■ **EXERCISE TEXT**
Polish noble and general (1761–1821)

Stanisław Mokronowski (1761-1821) was a prominent member of the Polish landed gentry of Bogoria coat of arms. A general of the Polish Army and a royal Chamberlain, Mokronowski took part in both the Polish–Russian War of 1792 (War in the Defence of the Constitution) and Kościuszko's Uprising of 1794.

== Early life ==
Stanisław Mokronowski was born in 1761 to Ludwik Mokronowski and Józefa née Czosnowska. Educated by Jesuits, he later studied at the Szkoła Rycerska (Knight's School, also known as the Cadet Corps) in Warsaw, and later in Paris. He entered the military service in Poland, but for a few years he served in the French military.

== Polish-Lithuanian Commonwealth ==

=== Four-Year Sejm ===
He returned to Poland in 1788, and on the sejmik at Wyszogród land he was elected the deputy to the national Sejm (parliament), thus becoming a member of the famous Great Sejm. He became allied to the Poniatowski family.

In 1792, during the War in the Defence of the Constitution he held the rank of vicebrigadier (wicebrygadier), and after distinguishing himself at the battle of Zieleńce was promoted to the rank of Lieutenant General. In the aftermath of the battle of Zieleńce, Mokronowski became the fourth person to receive the Virtuti Militari order, after prince Józef Poniatowski, Tadeusz Kościuszko and Michał Wielhorski.

■ **INFORMATION SUPPLIED**
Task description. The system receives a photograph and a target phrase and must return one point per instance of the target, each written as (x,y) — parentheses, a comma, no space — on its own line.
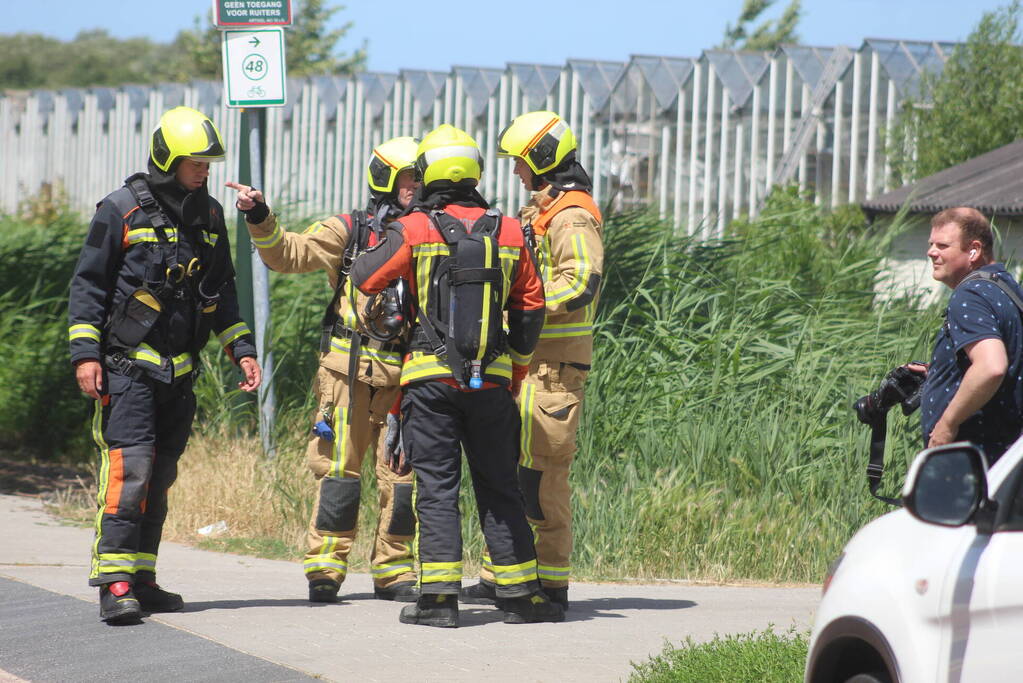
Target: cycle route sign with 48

■ **WORK ORDER 1**
Answer these questions from the text on Stanisław Mokronowski.
(a) In what year was Mokronowski born?
(b) In what year did he return to Poland?
(c) To what rank was he promoted after the battle of Zieleńce?
■ **WORK ORDER 2**
Swap "Jesuits" for "Piarists" in the text on Stanisław Mokronowski, and write out the passage from "Polish noble and" up to and including "the French military." with that change.
■ **WORK ORDER 3**
Carry on the text on Stanisław Mokronowski, starting after its last sentence.

■ **ANSWER AREA 1**
(a) 1761
(b) 1788
(c) Lieutenant General

■ **ANSWER AREA 2**
Polish noble and general (1761–1821)

Stanisław Mokronowski (1761-1821) was a prominent member of the Polish landed gentry of Bogoria coat of arms. A general of the Polish Army and a royal Chamberlain, Mokronowski took part in both the Polish–Russian War of 1792 (War in the Defence of the Constitution) and Kościuszko's Uprising of 1794.

== Early life ==
Stanisław Mokronowski was born in 1761 to Ludwik Mokronowski and Józefa née Czosnowska. Educated by Piarists, he later studied at the Szkoła Rycerska (Knight's School, also known as the Cadet Corps) in Warsaw, and later in Paris. He entered the military service in Poland, but for a few years he served in the French military.

■ **ANSWER AREA 3**
=== Kościuszko Uprising ===
In 1794, he was the commander of Polish troops in Warsaw, and took part in the Warsaw Uprising against the Russian garrison occupying the city. The Russians were defeated in two days, and retreated from the city with very heavy losses. During the insurrection he held the position of commander of the city of Warsaw and the National Forces of the Masovian Duchy (komendant miasta Warszawy i Siły Zbrojnej Księstwa Mazowieckiego). He was elected to the Provisional Temporary Council (Polish: Rada Zastępcza Tymczasowa), but due to his criticism of Tadeusz Kościuszko he was removed from the political body. As a military commander, he was important in the defense of Warsaw (commander of the defense at the battle of Błonie), and in Lithuania, where he led the retreating Commonwealth forces towards Warsaw. Together with prince Józef Poniatowski, Michał Wielhorski and Eustachy Sanguszko, he formed the core of the "court" faction among the insurrectionists.

After the defeat of the Uprising, he retired to Italy.

== Congress Poland ==
He returned to Poland shortly before his death. He was engaged in the construction of the monument of Józef Poniatowski in Warsaw.

== Personal life ==

=== Family ===
In 1793, he married Maria Marianna Sanguszko-Kowelska. In 1804 his daughter, Antonina Mokronowski, was born.